■ Exercise instructions
1. Please answer these questions from the homework page, one line each:
(a) By what time and day is the homework due?
(b) What is homework graded on?
(c) What does pingpong(30) return according to its docstring?
2. List the positions in the first 30 elements of the ping-pong sequence where the homework page marks a direction swap.
3. Carry on the homework page from the point where it stops.

■ Passage to read
◆ ◆ ◆ ◆ ◆
Homework 3:

hw03.zip

Due by 11:59pm on Thursday 9/13

Instructions

Download hw03.zip. Inside the archive, you will find a file called hw03.py, along with a copy of the ok autograder.

Submission: When you are done, submit with python3 ok --submit. You may submit more than once before the deadline; only the final submission will be scored. Check that you have successfully submitted your code on okpy.org. See Lab 0 for more instructions on submitting assignments.

Using Ok: If you have any questions about using Ok, please refer to this guide.

Readings: You might find the following references useful:

Grading: Homework is graded based on effort, not correctness. However, there is no partial credit; you must show substantial effort on every problem to receive any points.

Required questions

Q1: Has Seven

Write a recursive function has_seven that takes a positive integer n and returns whether n contains the digit 7. Use recursion - the tests will fail if you use any assignment statements.

def has_seven(k):
    """Returns True if at least one of the digits of k is a 7, False otherwise.

    >>> has_seven(3)
    False
    >>> has_seven(7)
    True
    >>> has_seven(2734)
    True
    >>> has_seven(2634)
    False
    >>> has_seven(734)
    True
    >>> has_seven(7777)
    True
    >>> from construct_check import check
    >>> check(HW_SOURCE_FILE, 'has_seven',
    ...       ['Assign', 'AugAssign'])
    True
    """
    "*** YOUR CODE HERE ***"

Use Ok to test your code:

python3 ok -q has_seven

Q2: Ping-pong

The ping-pong sequence counts up starting from 1 and is always either counting up or counting down. At element k, the direction switches if k is a multiple of 7 or contains the digit 7. The first 30 elements of the ping-pong sequence are listed below, with direction swaps marked using brackets at the 7th, 14th, 17th, 21st, 27th, and 28th elements:

1 2 3 4 5 6 [7] 6 5 4 3 2 1 [0] 1 2 [3] 2 1 0 [-1] 0 1 2 3 4 [5] [4] 5 6

Implement a function pingpong that returns the nth element of the ping-pong sequence without using any assignment statements.

You may use the function has_seven from the previous problem.

Hint: If you're stuck, first try implementing pingpong using assignment statements and a while statement. Then, to convert this into a recursive solution, write a helper function that has a parameter for each variable that changes values in the body of the while loop.

def pingpong(n):
    """Return the nth element of the ping-pong sequence.

    >>> pingpong(7)
    7
    >>> pingpong(8)
    6
    >>> pingpong(15)
    1
    >>> pingpong(21)
    -1
    >>> pingpong(22)
    0
    >>> pingpong(30)
    6
    >>> pingpong(68)
    2
    >>> pingpong(69)
    1
    >>> pingpong(70)
    0
    >>> pingpong(71)
    1
    >>> pingpong(72)
    0
    >>> pingpong(100)
    2
    >>> from construct_check import check
    >>> check(HW_SOURCE_FILE, 'pingpong', ['Assign', 'AugAssign'])
    True
    """
    "*** YOUR CODE HERE ***"
◆ ◆ ◆ ◆ ◆
(Stored dataset items)
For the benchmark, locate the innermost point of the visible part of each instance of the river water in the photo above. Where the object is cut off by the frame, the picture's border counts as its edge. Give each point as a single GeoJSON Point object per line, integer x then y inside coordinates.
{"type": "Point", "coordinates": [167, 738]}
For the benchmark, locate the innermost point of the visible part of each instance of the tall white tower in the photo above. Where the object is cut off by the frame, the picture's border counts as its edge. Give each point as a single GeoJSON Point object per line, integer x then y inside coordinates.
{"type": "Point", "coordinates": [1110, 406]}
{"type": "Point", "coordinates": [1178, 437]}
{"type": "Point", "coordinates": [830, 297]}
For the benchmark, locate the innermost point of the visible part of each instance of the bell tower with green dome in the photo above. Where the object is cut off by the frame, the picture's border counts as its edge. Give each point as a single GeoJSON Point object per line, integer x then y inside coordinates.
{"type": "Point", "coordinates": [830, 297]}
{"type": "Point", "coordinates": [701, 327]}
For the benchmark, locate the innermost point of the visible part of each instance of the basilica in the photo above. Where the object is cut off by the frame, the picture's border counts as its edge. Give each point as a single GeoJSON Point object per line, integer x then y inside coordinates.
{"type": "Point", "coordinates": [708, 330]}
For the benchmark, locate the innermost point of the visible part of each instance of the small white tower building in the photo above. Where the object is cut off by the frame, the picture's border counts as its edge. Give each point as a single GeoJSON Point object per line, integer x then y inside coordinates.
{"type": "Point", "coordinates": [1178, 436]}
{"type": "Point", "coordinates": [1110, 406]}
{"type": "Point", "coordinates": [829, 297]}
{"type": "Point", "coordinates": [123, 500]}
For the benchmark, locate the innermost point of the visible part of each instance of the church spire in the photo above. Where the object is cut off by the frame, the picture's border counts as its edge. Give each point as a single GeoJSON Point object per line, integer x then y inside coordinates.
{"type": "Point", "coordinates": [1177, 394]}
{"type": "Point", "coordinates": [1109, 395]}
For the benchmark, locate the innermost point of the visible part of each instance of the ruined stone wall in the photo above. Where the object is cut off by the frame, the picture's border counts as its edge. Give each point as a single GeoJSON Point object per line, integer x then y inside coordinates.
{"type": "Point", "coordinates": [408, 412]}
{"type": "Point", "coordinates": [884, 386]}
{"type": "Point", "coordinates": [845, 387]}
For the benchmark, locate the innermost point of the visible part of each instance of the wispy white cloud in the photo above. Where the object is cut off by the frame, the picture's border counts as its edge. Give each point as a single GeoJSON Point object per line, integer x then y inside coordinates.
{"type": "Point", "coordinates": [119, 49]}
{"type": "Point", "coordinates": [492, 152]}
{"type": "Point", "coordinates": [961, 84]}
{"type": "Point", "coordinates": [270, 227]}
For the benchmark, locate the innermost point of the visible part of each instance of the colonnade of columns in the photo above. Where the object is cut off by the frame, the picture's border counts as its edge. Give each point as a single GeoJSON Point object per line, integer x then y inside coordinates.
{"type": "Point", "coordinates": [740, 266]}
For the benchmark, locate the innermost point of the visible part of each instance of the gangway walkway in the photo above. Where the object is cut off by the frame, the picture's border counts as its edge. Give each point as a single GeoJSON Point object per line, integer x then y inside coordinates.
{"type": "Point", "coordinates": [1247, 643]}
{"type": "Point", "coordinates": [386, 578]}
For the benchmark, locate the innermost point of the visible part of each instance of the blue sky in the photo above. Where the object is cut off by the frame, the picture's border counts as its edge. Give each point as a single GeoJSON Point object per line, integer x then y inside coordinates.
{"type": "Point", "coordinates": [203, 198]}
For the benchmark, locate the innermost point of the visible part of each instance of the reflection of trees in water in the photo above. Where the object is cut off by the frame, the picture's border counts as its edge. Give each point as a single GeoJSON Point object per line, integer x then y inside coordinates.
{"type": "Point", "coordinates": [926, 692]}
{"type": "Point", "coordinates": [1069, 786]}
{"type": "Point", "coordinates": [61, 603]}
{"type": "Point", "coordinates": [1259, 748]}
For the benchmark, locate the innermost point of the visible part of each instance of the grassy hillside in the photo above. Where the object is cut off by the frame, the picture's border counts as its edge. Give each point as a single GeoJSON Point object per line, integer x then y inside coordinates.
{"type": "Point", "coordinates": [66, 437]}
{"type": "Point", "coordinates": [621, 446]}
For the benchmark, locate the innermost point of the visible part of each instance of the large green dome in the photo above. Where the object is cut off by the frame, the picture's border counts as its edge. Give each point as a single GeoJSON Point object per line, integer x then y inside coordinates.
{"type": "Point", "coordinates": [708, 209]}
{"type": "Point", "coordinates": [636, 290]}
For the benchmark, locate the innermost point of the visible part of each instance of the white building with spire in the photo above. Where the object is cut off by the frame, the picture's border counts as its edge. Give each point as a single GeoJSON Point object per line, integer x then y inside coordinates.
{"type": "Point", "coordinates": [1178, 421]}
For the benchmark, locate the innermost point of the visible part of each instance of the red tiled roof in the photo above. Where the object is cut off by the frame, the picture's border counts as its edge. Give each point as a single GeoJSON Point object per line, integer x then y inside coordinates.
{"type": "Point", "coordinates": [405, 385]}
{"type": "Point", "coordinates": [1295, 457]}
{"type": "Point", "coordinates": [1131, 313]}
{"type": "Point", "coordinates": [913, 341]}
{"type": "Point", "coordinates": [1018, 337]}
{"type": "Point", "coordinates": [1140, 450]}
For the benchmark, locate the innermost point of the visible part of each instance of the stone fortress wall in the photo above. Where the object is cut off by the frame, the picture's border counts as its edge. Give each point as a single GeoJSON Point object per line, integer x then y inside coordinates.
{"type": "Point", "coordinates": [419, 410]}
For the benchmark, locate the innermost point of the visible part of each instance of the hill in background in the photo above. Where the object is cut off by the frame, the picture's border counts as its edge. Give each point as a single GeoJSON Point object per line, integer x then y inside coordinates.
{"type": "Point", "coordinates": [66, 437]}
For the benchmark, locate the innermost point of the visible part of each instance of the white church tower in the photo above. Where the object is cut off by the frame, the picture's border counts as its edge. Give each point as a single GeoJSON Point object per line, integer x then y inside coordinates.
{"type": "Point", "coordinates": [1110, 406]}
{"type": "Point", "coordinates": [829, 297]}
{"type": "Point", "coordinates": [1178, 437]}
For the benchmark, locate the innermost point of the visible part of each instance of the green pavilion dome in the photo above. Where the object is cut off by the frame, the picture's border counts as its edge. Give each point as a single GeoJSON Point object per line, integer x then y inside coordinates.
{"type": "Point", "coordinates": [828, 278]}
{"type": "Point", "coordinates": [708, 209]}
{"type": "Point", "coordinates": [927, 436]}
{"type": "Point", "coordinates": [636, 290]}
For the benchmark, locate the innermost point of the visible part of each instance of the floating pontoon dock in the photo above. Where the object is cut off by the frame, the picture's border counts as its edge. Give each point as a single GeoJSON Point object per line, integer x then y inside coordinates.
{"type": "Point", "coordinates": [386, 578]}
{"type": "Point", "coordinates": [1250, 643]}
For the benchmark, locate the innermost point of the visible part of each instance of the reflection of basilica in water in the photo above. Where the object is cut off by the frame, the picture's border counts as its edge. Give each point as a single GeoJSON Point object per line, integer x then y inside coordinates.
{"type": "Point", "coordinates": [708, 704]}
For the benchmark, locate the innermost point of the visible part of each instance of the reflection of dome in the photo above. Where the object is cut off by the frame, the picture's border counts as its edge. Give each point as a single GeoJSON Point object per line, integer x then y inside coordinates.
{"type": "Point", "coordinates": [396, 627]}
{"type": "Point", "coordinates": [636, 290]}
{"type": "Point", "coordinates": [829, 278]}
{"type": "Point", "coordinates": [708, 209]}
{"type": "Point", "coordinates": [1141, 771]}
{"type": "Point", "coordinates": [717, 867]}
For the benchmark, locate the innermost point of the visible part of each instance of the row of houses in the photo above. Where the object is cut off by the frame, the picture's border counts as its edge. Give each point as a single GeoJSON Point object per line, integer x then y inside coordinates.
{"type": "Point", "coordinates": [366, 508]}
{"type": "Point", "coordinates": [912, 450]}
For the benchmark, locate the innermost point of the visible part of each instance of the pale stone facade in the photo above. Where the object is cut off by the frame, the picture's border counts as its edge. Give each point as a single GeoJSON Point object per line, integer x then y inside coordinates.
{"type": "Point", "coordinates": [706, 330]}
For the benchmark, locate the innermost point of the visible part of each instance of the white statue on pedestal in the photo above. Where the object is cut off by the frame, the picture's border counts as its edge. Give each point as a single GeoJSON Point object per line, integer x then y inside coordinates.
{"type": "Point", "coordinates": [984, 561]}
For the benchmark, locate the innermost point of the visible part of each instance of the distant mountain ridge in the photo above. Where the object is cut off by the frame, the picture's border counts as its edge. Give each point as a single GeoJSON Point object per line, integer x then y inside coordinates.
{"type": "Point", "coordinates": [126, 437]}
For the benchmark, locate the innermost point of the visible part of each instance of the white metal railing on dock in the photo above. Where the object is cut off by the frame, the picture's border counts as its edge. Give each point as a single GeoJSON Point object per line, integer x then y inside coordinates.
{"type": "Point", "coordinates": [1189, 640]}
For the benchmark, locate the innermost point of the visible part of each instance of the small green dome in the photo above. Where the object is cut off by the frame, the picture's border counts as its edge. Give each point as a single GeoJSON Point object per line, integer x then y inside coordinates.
◆ ◆ ◆ ◆ ◆
■ Task-by-task answers
1.
(a) By 11:59pm on Thursday 9/13.
(b) Effort, not correctness.
(c) 6

2. 7th, 14th, 17th, 21st, 27th, 28th

3.
Use Ok to test your code:

python3 ok -q pingpong

Several doctests refer to these functions:

from operator import add, mul, sub

square = lambda x: x * x

identity = lambda x: x

triple = lambda x: 3 * x

increment = lambda x: x + 1

Q3: Filtered Accumulate

Extend the accumulate function from homework 2 to allow for filtering the results produced by its term argument by filling in the implementation for the filtered_accumulate function:

def filtered_accumulate(combiner, base, pred, n, term):
    """Return the result of combining the terms in a sequence of N terms
    that satisfy the predicate pred. combiner is a two-argument function.
    If v1, v2, ..., vk are the values in term(1), term(2), ..., term(N)
    that satisfy pred, then the result is
         base combiner v1 combiner v2 ... combiner vk
    (treating combiner as if it were a binary operator, like +). The
    implementation uses accumulate.

    >>> filtered_accumulate(add, 0, lambda x: True, 5, identity)  # 0 + 1 + 2 + 3 + 4 + 5
    15
    >>> filtered_accumulate(add, 11, lambda x: False, 5, identity) # 11
    11
    >>> filtered_accumulate(add, 0, odd, 5, identity)   # 0 + 1 + 3 + 5
    9
    >>> filtered_accumulate(mul, 1, greater_than_5, 5, square)  # 1 * 9 * 16 * 25
    3600
    >>> # Do not use while/for loops or recursion
    >>> from construct_check import check
    >>> check(HW_SOURCE_FILE, 'filtered_accumulate',
    ...       ['While', 'For', 'Recursion'])
    True
    """
    def combine_if(x, y):
        "*** YOUR CODE HERE ***"
    return accumulate(combine_if, base, n, term)

def odd(x):
    return x % 2 == 1

def greater_than_5(x):
    return x > 5

filtered_accumulate has the following parameters:

combiner, base, term and n: the same arguments as accumulate.
pred: a one-argument predicate function applied to the values of term(k) for each k from 1 to n. Only values for which pred returns a true value are included in the accumulated total. If no values satisfy pred, then base is returned.

For example, the result of filtered_accumulate(add, 0, is_prime, 11, identity) is

0 + 2 + 3 + 5 + 7 + 11

for a valid definition of is_prime.

Implement filtered_accumulate by defining the combine_if function. Exactly what this function does is something for you to discover. Do not use any loops or make any recursive calls to filtered_accumulate.

Hint: The order in which you pass the arguments to combiner in your solution to accumulate matters here.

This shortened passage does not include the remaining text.